**EXERCISE DIRECTIONS**
According to the article below about NATO and the risk of being overmatched, which army has selected IWI's ACE assault rifles?
>> begin PASSAGE TO READ
Hitting Where It Hurts

ACE assault rifles
IWI’s family of ACE assault rifles (the ACE 21 being illustrated) has been selected by the Chilean Army and continues to be considered by armed forces around the world. (IWI)

With the advancement in equipment and technology associated with “Near Peer” states including Russia, NATO members and other allied nations are becoming increasingly concerned with regards to being overmatched.

According to Lieutenant Colonel Iain Moodie of the dismounted close combat capability directorate at the UK’s Ministry of Defence, many NATO (North Atlantic Treaty Organisation) countries are now “trying to keep our heads above the water rather than overmatching anybody at the moment.” Referring to a resurgence in the capabilities of the Russian armed forces over recent years, Lt. Col. Moodie explained to delegates at London’s SETAF (Soldier Equipment and Technology) event on 14 March how NATO members were in danger of being overmatched “pretty quickly”.
>> end PASSAGE TO READ
>> begin INFORMATION SHOWN
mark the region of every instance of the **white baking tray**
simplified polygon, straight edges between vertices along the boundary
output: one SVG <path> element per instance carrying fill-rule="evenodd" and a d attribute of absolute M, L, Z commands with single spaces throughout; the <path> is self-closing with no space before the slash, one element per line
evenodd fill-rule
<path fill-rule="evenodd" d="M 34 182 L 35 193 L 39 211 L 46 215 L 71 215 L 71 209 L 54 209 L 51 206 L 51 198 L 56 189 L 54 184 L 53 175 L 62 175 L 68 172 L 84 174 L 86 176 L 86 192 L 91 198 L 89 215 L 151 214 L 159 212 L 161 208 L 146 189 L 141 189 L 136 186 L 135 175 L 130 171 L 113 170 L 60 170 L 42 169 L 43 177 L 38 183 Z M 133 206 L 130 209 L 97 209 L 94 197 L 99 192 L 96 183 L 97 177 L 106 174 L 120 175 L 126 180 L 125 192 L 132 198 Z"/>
>> end INFORMATION SHOWN
**FULL SOLUTION**
The Chilean Army.